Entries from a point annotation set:
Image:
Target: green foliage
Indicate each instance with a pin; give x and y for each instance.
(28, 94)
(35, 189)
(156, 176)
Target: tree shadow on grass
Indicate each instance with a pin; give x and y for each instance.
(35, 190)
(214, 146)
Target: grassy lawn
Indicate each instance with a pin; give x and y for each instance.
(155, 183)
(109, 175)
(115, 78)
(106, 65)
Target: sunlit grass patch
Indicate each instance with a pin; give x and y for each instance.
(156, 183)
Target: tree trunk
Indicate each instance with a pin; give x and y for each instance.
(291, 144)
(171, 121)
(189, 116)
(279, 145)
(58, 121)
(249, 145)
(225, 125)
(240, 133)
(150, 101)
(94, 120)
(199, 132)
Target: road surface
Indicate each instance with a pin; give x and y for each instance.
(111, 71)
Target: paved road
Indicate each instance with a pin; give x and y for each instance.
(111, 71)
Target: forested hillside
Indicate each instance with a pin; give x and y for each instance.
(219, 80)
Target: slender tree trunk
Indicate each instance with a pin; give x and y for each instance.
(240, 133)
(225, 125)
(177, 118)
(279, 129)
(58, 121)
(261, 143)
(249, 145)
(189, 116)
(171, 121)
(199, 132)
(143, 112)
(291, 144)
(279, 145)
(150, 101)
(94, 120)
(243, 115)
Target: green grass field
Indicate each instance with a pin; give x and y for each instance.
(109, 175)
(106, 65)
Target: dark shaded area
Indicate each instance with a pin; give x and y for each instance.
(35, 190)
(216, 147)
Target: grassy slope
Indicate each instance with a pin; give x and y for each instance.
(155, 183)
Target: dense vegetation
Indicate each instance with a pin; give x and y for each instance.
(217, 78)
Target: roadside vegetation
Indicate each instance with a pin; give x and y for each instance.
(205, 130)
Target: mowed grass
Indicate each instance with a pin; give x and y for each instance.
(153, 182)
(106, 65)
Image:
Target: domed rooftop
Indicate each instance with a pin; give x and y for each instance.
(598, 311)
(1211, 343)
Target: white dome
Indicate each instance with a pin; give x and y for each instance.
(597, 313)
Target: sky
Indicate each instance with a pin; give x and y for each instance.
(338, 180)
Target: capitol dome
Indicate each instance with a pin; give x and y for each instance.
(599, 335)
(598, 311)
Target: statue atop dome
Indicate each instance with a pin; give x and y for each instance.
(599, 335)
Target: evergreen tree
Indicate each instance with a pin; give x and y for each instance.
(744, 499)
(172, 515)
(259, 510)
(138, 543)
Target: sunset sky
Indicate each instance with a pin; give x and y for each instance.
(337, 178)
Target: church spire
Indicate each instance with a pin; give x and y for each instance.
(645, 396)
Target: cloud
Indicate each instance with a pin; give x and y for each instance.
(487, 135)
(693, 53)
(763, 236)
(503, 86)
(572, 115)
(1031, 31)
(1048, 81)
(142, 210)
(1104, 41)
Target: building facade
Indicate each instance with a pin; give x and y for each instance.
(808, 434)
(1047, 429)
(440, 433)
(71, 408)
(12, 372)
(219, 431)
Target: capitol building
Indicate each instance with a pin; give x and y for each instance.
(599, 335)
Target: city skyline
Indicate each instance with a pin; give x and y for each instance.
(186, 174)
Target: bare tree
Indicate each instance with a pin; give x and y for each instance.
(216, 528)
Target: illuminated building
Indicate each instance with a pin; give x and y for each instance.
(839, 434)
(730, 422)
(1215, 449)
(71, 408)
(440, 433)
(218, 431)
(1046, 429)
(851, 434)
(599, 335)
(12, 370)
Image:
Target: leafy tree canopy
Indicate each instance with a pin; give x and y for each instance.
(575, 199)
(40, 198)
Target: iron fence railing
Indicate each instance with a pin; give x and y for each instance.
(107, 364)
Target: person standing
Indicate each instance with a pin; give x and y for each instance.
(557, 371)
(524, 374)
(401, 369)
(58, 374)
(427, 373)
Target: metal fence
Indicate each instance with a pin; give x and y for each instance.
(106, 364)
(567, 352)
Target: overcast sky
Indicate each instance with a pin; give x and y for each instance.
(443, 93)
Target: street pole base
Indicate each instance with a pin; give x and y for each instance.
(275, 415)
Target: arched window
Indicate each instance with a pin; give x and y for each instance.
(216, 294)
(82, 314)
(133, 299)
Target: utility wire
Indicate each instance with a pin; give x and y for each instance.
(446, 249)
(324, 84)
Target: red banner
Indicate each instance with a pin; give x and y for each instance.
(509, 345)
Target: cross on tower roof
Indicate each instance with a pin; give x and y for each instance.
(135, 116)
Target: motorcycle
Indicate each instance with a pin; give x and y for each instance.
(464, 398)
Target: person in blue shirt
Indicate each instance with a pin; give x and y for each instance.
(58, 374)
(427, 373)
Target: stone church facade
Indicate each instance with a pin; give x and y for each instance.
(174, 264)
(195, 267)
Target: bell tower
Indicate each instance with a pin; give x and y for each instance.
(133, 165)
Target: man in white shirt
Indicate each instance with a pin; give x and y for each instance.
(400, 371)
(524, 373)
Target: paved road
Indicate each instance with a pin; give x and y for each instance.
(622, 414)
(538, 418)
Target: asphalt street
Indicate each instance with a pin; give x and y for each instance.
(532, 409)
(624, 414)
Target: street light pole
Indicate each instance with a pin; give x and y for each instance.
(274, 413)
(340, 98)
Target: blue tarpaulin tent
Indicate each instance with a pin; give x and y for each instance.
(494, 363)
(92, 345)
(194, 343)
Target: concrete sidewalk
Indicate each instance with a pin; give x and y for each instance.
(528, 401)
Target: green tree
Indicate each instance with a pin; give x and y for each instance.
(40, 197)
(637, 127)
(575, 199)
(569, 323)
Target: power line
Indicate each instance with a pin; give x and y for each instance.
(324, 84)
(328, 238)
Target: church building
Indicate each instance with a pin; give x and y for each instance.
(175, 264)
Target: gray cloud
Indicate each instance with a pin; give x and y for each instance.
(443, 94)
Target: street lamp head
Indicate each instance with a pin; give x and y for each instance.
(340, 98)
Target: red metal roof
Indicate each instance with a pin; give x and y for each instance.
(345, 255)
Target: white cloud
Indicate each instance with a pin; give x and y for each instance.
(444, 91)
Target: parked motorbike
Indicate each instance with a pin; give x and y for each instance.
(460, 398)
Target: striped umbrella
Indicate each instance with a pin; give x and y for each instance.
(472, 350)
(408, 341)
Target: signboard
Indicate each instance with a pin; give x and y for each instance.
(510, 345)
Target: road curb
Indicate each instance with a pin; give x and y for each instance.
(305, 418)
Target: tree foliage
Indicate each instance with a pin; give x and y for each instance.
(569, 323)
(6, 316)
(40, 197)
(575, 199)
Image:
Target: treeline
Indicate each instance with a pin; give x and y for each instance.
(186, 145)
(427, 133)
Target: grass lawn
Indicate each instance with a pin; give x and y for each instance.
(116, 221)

§ What to work on
Can you swap every "with a pin" in the data above for "with a marker" and write out all the lines again, leaving everything else unchanged?

§ Written answer
Image:
Target: green foliage
Indicate each instance with a marker; give x and y for each instance.
(28, 94)
(35, 189)
(156, 176)
Target: tree shadow on grass
Indicate each instance with a marker; give x and y for each instance.
(35, 190)
(214, 146)
Target: grassy lawn
Indicate each instance with a marker; give x and y for each instance.
(155, 183)
(109, 175)
(115, 78)
(106, 65)
Target: sunlit grass patch
Indicate each instance with a marker; give x and y for each instance.
(156, 183)
Target: tree trunk
Indicate each instance with a marker; give x and y for each instance.
(291, 144)
(171, 121)
(189, 116)
(279, 145)
(58, 121)
(249, 145)
(225, 125)
(240, 133)
(150, 101)
(94, 120)
(199, 132)
Target: road surface
Indicate each instance with a marker; give x and y for each instance.
(111, 71)
Target: paved road
Indicate each instance with a marker; give x and y for each instance.
(111, 71)
Target: forested hillside
Indicate each instance with a marker; give x and y for each instance.
(219, 80)
Target: slender tree trunk
Indicate each instance with a marker; give x and y for each instance.
(240, 133)
(225, 125)
(177, 118)
(279, 129)
(58, 121)
(261, 143)
(249, 145)
(189, 116)
(171, 121)
(199, 132)
(143, 112)
(291, 144)
(279, 145)
(150, 101)
(94, 120)
(243, 115)
Target: green grass field
Indicate each instance with a marker; give x and y for each instance.
(109, 175)
(106, 65)
Target: dark shaded area
Indicate each instance with a marker; give x and y for each instance.
(35, 190)
(216, 147)
Target: grassy slope
Indicate each instance with a marker; give x and y for each instance.
(155, 183)
Target: dense vegetation
Indicate each instance with a marker; give x and y for each instance.
(217, 78)
Target: roadside vegetation
Indicate each instance with a marker; give x and y for each instance.
(205, 130)
Target: mowed grass
Indicate each instance with a marker; give x and y for each instance.
(153, 182)
(106, 65)
Image:
Target: domed rooftop
Indicate each instance with a marker; give x and y for each instance.
(598, 311)
(1211, 343)
Target: white dome
Indicate each instance with a marker; give x and y for each instance.
(597, 313)
Target: sky
Indicate each instance with a marker; give x and y for each instance.
(338, 180)
Target: capitol dome
Indicate each instance with a marker; give x and y for each instance.
(599, 335)
(598, 311)
Target: statue atop dome
Indicate each instance with a marker; give x and y for each instance.
(599, 335)
Target: evergreen tree
Indicate each instance with a marker; give x and y for each instance.
(744, 499)
(172, 515)
(259, 510)
(138, 543)
Target: sunset sky
Indicate each instance with a marker; give x and y for each instance.
(337, 178)
Target: church spire
Indicate each instance with a marker; give x and y for each instance.
(645, 396)
Target: cloud
Indicate each instance with a marker; give x and y for each instance.
(487, 135)
(693, 53)
(763, 236)
(503, 86)
(572, 115)
(1031, 31)
(1048, 81)
(142, 210)
(1104, 41)
Target: building facade
Indicate each instance with a marker; give x and y for each instance.
(808, 434)
(1047, 429)
(440, 433)
(71, 408)
(12, 372)
(219, 431)
Target: capitol building
Indicate each instance with a marker; give x and y for each instance.
(599, 335)
Target: city skyline
Indicate each instance with a marker; give x and y for each instance.
(186, 174)
Target: bare tree
Indicate each instance with a marker; give x and y for each instance.
(216, 528)
Target: illuminated building
Indicate each instance with a marker; give x and y for each instance.
(839, 434)
(730, 422)
(1215, 449)
(71, 408)
(440, 433)
(218, 431)
(1046, 429)
(851, 434)
(599, 335)
(12, 370)
Image:
Target: leafy tree canopy
Indicate each instance with a marker; give x and y for each instance.
(575, 199)
(40, 198)
Target: iron fence railing
Indicate each instance with a marker; give x and y for each instance.
(107, 364)
Target: person standing
Indicate each instance with a marker; give x and y for each instance.
(557, 371)
(524, 374)
(401, 369)
(58, 374)
(427, 373)
Target: metal fence
Indicate each instance with a marker; give x and y for each instance.
(106, 364)
(567, 352)
Target: overcast sky
Indicate each instance with a marker; give x and y for each instance.
(443, 93)
Target: street pole base
Indicate each instance with a marker; give x and y for each instance.
(275, 415)
Target: arched window
Indicate each instance with a marker; give x and y for each instance.
(216, 294)
(82, 314)
(133, 299)
Target: utility wire
Indicate each instance with a marker; give x and y for each instance.
(446, 249)
(324, 84)
Target: red banner
Indicate each instance with a marker; give x and y for each instance.
(509, 345)
Target: cross on tower roof
Indicate each instance with a marker; give x and y for each instance.
(135, 116)
Target: motorcycle
Indicate each instance with a marker; give x and y for each instance.
(464, 398)
Target: person in blue shirt
Indicate each instance with a marker; give x and y for each instance.
(58, 374)
(427, 373)
Target: stone church facade
Indicate each instance with a marker; give x and y for each instance.
(174, 264)
(195, 267)
Target: bell tower
Indicate each instance with a marker; give x and y for each instance.
(133, 165)
Target: man in white shirt
Indicate each instance with a marker; give x and y for each instance.
(400, 371)
(524, 373)
Target: paved road
Indicate each instance with a marker; give x and y for each instance.
(622, 414)
(538, 418)
Target: asphalt street
Indicate each instance with a marker; give x and y for each instance.
(532, 409)
(624, 414)
Target: street light pole
Indicate each instance with a marker; give x and y for each instance.
(274, 413)
(340, 98)
Target: blue tarpaulin tent
Indicate each instance with a marker; give x and y for each instance.
(494, 363)
(92, 345)
(194, 343)
Target: concrete sidewalk
Indicate each instance with a marker; give x and y for each instance.
(528, 401)
Target: green tree
Indicate each instance with a marker; give x and y for each instance.
(40, 197)
(637, 127)
(575, 199)
(569, 323)
Target: power line
Indicate each instance with a marker; give x and y for each instance.
(324, 84)
(328, 238)
Target: church building
Indicate each instance with a marker; give x and y for each instance.
(175, 264)
Target: gray cloud
Indicate each instance with a marker; give x and y for each instance.
(443, 94)
Target: street lamp head
Indicate each instance with a marker; give x and y for each instance.
(340, 98)
Target: red metal roof
Indicate each instance with a marker; give x and y for each instance.
(345, 255)
Target: white cloud
Indicate each instance with a marker; give x and y for each instance.
(444, 91)
Target: parked motorbike
Indicate each instance with a marker; give x and y for each instance.
(460, 398)
Target: striped umbrella
Indicate each instance with a marker; give x and y for each instance.
(472, 350)
(408, 341)
Target: signboard
Indicate each instance with a marker; give x and y for each instance.
(510, 345)
Target: road curb
Indicate each instance with a marker; give x and y for each instance.
(305, 418)
Target: tree foliage
Indicate each instance with a marker; give x and y for each instance.
(569, 323)
(6, 316)
(40, 197)
(575, 199)
Image:
Target: treeline
Indicate each instance with a marker; give x and y for each instance.
(186, 145)
(427, 133)
Target: grass lawn
Indicate each instance with a marker; give x and y for each instance.
(116, 221)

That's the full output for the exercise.